* Work request *
Every entry below must be repeated exactly; skip the pictures.

* Provided information *
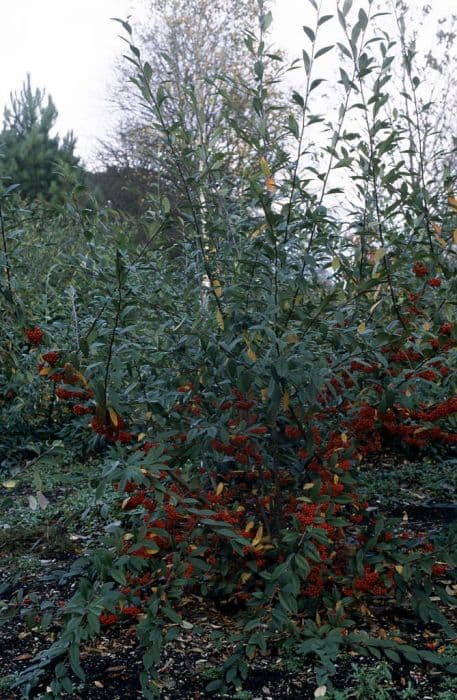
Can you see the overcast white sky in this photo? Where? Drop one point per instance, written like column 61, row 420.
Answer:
column 69, row 47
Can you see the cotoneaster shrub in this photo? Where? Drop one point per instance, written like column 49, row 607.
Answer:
column 300, row 323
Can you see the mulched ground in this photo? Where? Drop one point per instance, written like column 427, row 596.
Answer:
column 113, row 662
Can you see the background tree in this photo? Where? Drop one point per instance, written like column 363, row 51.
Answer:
column 30, row 156
column 190, row 46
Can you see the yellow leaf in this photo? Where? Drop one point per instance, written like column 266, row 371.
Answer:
column 258, row 536
column 220, row 320
column 285, row 401
column 9, row 484
column 271, row 185
column 265, row 167
column 217, row 288
column 251, row 354
column 114, row 418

* Worked solution *
Can you see the overcast white sky in this photo? Where? Drop one point per instance, written like column 61, row 420.
Answer:
column 69, row 47
Can you see the cotoneaster shrub in this photo? Where? Drop one point per instance, written like column 49, row 607.
Answer:
column 300, row 323
Can you see the mulched ground in this photo? Where? Drop one point per instance, written like column 427, row 596.
Answer:
column 113, row 662
Can you see the background tree in this photo? Where? Drop one point per instance, written like column 363, row 51.
Answer:
column 30, row 156
column 190, row 46
Can you see the yellow leaf in this photo? Where? Drop one point per instance, written like column 266, row 371.
Answer:
column 258, row 536
column 220, row 320
column 285, row 401
column 9, row 484
column 271, row 185
column 265, row 167
column 217, row 288
column 251, row 354
column 114, row 418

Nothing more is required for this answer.